───── Kutipan Dokumen ─────

IEA memperkirakan penggunaan batu bara di Eropa turun tajam tahun ini seiring dengan berkembangnya energi baru terbarukan (EBT), dan pulihnya sebagian pembangkit listrik tenaga nuklir dan air dari kemerosotan yang terjadi baru-baru ini.

Di Amerika Serikat, tren  dari batu bara juga dipicu oleh rendahnya harga gas alam.

Setelah tiga tahun penuh gejolak yang ditandai dengan guncangan akibat Covid-19 pada 2020, pemulihan pascapandemi yang kuat pada 2021, dan gejolak yang disebabkan oleh invasi Rusia ke Ukraina pada 2022; pasar batu bara sejauh ini telah kembali ke pola yang lebih dapat diprediksi dan stabil pada 2023.

───── Data untuk Diperiksa ─────

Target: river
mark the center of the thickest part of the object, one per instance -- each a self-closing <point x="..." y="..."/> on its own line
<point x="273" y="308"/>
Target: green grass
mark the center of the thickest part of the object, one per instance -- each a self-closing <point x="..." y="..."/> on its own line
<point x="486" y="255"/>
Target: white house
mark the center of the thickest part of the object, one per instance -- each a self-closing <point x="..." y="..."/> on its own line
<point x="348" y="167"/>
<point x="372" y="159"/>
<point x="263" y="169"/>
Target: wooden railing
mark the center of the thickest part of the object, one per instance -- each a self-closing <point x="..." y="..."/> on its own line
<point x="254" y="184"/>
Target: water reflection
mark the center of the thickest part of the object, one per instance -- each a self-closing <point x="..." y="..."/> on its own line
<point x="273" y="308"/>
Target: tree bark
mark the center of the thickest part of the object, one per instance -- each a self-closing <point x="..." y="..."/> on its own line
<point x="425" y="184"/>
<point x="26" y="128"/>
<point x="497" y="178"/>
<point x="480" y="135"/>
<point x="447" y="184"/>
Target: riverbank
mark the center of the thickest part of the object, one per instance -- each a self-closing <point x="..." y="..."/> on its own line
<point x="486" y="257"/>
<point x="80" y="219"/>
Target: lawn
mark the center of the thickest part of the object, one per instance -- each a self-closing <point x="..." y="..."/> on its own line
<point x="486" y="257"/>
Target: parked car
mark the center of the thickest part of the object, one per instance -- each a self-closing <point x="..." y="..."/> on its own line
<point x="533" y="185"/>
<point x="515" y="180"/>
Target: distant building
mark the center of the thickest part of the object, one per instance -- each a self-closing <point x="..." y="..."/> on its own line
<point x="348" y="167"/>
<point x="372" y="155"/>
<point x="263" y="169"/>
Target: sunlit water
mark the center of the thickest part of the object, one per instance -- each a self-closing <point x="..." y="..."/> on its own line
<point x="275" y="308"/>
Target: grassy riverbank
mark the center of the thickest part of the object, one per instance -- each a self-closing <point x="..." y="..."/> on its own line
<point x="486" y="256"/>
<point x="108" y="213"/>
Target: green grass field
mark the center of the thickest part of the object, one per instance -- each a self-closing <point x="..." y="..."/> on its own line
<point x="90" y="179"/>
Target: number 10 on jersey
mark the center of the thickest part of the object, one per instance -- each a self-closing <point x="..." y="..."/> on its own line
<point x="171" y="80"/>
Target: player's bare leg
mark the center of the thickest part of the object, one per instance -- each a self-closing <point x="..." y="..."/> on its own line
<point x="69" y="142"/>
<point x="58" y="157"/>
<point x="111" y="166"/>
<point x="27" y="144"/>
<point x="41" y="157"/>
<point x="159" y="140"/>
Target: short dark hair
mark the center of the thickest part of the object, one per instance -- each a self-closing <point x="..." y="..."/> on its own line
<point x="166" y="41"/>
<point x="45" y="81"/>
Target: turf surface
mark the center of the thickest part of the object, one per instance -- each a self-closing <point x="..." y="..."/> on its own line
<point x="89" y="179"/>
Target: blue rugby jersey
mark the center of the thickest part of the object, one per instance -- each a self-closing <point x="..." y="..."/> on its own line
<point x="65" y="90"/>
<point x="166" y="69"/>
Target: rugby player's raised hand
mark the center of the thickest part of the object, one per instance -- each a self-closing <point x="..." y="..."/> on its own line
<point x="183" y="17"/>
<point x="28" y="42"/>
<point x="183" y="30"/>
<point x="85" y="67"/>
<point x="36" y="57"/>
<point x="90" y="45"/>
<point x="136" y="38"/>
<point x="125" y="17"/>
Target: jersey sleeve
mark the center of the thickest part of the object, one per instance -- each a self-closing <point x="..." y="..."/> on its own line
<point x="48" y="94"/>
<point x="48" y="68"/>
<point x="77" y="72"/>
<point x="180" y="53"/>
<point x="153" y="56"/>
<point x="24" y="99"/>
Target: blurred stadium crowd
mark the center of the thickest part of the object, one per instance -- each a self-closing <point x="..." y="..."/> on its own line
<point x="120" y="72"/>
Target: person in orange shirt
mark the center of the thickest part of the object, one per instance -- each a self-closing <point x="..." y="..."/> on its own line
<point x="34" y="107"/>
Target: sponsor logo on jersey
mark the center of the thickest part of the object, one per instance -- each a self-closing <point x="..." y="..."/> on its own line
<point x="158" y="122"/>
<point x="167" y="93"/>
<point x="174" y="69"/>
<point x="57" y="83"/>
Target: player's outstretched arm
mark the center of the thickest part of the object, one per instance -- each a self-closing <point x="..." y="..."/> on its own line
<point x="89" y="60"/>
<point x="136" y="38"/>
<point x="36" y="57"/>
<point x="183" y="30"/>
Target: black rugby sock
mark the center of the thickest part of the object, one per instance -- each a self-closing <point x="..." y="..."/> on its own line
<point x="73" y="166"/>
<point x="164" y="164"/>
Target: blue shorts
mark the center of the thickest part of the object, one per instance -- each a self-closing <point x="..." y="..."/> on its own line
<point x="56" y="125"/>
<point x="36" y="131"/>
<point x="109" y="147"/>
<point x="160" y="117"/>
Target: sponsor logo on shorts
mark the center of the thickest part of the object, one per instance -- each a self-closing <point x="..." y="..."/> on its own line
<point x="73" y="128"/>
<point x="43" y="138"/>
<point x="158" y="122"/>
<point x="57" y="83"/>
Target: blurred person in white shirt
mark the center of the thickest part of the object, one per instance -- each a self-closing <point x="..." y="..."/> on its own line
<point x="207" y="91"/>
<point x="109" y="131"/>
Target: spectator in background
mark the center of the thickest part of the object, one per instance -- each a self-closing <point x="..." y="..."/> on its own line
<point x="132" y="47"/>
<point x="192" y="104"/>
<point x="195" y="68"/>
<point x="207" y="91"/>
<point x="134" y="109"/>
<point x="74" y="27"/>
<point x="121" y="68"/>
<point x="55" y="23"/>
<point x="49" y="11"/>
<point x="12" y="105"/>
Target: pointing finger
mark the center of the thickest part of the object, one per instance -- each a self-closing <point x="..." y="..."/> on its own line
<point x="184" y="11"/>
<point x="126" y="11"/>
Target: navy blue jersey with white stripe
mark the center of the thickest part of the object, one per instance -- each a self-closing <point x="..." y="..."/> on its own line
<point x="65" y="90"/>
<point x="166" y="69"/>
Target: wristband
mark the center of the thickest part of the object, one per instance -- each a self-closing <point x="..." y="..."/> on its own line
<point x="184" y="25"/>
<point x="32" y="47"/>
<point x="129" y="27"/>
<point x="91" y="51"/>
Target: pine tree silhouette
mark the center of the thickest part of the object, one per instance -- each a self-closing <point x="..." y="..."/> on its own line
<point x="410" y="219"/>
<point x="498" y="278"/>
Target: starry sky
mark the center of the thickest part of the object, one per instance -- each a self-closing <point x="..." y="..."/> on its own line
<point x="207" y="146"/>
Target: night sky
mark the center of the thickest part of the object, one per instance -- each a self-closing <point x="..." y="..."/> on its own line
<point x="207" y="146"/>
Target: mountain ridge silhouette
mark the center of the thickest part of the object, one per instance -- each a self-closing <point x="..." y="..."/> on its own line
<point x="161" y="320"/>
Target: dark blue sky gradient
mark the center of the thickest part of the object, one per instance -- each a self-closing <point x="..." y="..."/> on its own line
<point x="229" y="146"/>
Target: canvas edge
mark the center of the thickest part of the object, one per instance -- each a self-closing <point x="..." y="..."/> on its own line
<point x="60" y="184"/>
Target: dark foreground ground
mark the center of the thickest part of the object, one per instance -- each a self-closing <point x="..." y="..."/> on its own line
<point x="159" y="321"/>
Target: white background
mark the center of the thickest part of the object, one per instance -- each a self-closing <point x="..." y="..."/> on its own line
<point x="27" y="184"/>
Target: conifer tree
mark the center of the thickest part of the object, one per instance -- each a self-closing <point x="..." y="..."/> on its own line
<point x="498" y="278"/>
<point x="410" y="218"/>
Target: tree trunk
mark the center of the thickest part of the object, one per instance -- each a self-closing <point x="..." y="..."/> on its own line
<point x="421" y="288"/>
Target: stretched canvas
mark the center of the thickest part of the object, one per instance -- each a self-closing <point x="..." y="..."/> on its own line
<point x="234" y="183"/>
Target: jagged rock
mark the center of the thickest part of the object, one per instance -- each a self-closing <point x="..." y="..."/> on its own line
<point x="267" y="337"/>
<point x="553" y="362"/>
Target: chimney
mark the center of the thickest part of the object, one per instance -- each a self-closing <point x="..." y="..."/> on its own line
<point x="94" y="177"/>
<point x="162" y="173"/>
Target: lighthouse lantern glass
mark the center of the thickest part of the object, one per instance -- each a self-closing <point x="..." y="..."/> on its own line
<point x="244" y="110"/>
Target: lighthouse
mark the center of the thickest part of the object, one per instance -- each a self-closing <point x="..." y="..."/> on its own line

─────

* [Butir Tugas 1]
Jawablah pertanyaan berikut berdasarkan kutipan tentang pasar batu bara:
(a) Menurut perkiraan IEA, bagaimana penggunaan batu bara di Eropa tahun ini?
(b) Peristiwa apa yang menimbulkan gejolak pada 2022?
(c) Pada tahun berapa pasar batu bara kembali ke pola yang lebih dapat diprediksi dan stabil?
* [Butir Tugas 2]
Daftarkan semua tahun yang disebutkan dalam kutipan tentang pasar batu bara.
* [Butir Tugas 3]
Perpanjang kutipan tentang pasar batu bara dengan menulis lanjutannya setelah kalimat terakhir.
Baris-baris data tidak diperlukan untuk mengerjakan tugas apa pun di sini.

* [Area Jawaban 1]
(a) Penggunaan batu bara di Eropa diperkirakan turun tajam.
(b) Invasi Rusia ke Ukraina.
(c) Pada 2023.

* [Area Jawaban 2]
2020, 2021, 2022, 2023

* [Area Jawaban 3]
Permintaan global batu bara diestimasikan meningkat sekitar 1,5% pada paruh pertama 2023 menjadi total sekitar 4,7 miliar ton, didorong oleh peningkatan sebesar 1% pada pembangkit listrik dan 2% pada penggunaan industri nonlistrik.

Berdasarkan wilayah, permintaan batu bara turun lebih cepat dari perkiraan sebelumnya pada paruh pertama tahun ini di AS dan Uni Eropa – masing-masing sebesar 24% dan 16%.

Namun, permintaan dari dua konsumen terbesar –China dan India– tumbuh lebih dari 5% selama semester pertama, lebih besar dibandingkan dengan penurunan di negara lain.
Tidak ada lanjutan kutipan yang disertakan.